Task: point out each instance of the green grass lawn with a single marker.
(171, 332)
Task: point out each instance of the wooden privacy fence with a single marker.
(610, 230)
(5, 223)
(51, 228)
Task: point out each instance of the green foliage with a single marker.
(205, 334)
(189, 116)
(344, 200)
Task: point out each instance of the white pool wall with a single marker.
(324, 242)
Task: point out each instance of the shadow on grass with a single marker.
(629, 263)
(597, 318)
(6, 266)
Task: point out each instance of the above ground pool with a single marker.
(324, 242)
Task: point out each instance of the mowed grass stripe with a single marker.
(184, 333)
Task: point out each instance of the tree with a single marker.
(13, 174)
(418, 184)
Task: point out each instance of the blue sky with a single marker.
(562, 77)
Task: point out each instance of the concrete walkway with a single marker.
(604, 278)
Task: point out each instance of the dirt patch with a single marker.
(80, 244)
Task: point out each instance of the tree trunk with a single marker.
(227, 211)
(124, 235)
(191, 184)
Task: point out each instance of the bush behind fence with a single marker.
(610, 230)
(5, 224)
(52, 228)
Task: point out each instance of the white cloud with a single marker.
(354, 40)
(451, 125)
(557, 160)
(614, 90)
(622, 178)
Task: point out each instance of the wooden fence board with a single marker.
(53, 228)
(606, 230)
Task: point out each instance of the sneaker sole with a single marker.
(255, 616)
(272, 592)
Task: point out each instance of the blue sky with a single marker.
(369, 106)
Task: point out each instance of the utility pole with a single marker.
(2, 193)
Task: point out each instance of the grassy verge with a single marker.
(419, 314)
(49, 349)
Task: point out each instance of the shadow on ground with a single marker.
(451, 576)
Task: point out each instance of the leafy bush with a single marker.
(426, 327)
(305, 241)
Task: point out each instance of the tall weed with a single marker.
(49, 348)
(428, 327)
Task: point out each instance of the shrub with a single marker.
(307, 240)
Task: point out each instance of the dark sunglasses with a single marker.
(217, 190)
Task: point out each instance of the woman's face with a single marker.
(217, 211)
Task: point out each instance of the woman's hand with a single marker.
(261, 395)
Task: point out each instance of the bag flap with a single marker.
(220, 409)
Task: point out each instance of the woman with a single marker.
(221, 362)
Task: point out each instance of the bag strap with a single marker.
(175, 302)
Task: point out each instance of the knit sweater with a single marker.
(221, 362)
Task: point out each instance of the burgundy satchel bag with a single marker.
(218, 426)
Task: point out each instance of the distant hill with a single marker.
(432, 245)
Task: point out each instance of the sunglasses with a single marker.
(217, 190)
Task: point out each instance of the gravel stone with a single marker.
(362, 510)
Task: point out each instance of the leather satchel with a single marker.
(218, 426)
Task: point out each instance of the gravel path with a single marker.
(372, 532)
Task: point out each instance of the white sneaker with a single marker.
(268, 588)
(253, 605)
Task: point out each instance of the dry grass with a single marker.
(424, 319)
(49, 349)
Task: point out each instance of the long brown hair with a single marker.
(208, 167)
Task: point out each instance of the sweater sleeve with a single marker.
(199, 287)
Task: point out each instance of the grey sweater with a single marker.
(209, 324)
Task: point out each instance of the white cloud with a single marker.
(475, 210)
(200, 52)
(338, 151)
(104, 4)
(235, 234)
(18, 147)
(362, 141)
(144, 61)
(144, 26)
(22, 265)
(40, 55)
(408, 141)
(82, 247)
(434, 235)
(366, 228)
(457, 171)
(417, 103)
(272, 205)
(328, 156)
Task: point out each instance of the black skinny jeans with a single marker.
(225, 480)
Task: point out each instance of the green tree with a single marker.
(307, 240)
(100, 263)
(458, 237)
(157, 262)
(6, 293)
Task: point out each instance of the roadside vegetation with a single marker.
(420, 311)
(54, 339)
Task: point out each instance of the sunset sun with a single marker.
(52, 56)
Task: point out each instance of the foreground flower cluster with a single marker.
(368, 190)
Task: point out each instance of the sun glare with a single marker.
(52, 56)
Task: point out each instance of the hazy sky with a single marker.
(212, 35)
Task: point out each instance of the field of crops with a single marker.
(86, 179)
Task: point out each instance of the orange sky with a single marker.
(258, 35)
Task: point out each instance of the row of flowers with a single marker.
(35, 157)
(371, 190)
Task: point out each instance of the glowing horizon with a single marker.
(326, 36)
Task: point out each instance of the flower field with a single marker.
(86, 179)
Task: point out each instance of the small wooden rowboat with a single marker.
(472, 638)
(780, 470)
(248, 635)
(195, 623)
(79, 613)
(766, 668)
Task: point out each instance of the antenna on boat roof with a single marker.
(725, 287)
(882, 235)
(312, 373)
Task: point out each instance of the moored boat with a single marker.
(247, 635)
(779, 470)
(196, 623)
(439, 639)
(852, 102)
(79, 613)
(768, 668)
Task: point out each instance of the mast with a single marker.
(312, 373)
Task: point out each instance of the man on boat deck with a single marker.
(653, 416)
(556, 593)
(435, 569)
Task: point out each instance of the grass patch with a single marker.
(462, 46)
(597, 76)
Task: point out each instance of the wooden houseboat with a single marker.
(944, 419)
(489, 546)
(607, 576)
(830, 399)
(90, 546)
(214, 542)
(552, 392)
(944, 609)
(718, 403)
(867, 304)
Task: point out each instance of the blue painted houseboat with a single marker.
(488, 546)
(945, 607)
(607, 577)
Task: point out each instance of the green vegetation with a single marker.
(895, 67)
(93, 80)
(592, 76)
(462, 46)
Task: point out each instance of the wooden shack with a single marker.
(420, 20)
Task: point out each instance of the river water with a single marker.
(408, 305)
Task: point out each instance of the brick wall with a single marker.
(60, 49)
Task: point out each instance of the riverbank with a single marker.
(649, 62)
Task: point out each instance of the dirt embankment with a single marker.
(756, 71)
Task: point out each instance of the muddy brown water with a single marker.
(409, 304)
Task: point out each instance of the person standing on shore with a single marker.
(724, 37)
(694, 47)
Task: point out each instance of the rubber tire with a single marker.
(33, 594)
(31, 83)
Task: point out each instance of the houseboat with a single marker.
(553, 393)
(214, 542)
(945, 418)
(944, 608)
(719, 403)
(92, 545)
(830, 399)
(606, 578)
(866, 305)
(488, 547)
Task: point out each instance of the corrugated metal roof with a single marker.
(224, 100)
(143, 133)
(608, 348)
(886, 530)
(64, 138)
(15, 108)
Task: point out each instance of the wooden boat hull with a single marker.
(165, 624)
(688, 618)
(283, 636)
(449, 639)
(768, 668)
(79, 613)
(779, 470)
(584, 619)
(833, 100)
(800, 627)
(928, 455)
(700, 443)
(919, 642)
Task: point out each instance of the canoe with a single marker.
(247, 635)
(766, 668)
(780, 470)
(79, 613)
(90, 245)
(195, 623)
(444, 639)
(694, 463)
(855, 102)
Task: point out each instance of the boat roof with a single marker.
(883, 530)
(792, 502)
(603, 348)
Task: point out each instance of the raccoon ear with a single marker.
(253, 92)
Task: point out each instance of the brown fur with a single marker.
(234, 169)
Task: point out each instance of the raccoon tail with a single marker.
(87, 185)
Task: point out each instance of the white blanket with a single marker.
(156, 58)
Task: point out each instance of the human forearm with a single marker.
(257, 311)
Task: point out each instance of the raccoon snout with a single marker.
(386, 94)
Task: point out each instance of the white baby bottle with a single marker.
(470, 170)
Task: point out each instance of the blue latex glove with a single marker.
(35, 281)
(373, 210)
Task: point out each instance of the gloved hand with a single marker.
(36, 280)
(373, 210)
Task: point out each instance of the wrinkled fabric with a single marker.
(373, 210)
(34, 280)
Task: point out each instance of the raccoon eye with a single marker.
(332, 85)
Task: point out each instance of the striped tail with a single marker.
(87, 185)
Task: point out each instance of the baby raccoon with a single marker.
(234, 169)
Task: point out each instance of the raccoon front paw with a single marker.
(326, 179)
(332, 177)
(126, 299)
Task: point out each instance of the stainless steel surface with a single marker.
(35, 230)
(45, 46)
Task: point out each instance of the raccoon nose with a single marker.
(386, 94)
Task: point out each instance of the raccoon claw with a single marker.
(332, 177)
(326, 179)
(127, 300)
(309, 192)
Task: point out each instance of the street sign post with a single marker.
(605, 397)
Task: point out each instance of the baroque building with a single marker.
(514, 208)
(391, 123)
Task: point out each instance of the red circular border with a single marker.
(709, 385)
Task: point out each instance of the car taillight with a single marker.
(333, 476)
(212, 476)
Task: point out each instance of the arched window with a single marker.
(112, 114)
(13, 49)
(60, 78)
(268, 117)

▶ [TRY IT]: Lines from the one containing "Task: point out each instance of the white blanket" through the final line of the entries above are to be output exactly; omit all others.

▶ [EXERCISE RESPONSE]:
Task: point out each instance of the white blanket with a single marker.
(156, 58)
Task: point out each instance of the human forearm with a single marker.
(257, 311)
Task: point out each instance of the raccoon snout with a single marker.
(386, 94)
Task: point out each instance of the white baby bottle with a single marker.
(470, 170)
Task: point out each instance of the blue latex glove with a single marker.
(35, 281)
(373, 210)
Task: point out each instance of the gloved hand with a single marker.
(36, 280)
(373, 210)
Task: point out each instance of the wrinkled fabric with a single marker.
(373, 210)
(34, 280)
Task: point out each instance of the raccoon eye with a single marker.
(332, 85)
Task: point out each instance of the striped tail with a single marker.
(87, 185)
Task: point out each instance of the baby raccoon with a single marker.
(234, 169)
Task: point out each instance of the raccoon front paw with a single marker.
(326, 179)
(332, 177)
(126, 299)
Task: point out each instance of the stainless steel surface with a single marker.
(35, 230)
(45, 46)
Task: point out each instance of the raccoon nose with a single marker.
(386, 94)
Task: point out each instance of the raccoon claw with a single marker.
(332, 177)
(326, 179)
(127, 300)
(309, 192)
Task: point out each instance of the street sign post with a single marker.
(605, 397)
Task: point out each instance of the baroque building with a single marker.
(514, 208)
(391, 123)
Task: point out each instance of the red circular border with a single marker.
(709, 385)
Task: point out each instance of the car taillight with a single marker.
(333, 476)
(212, 476)
Task: point out each instance of the arched window with a single marker.
(112, 114)
(13, 49)
(60, 78)
(268, 117)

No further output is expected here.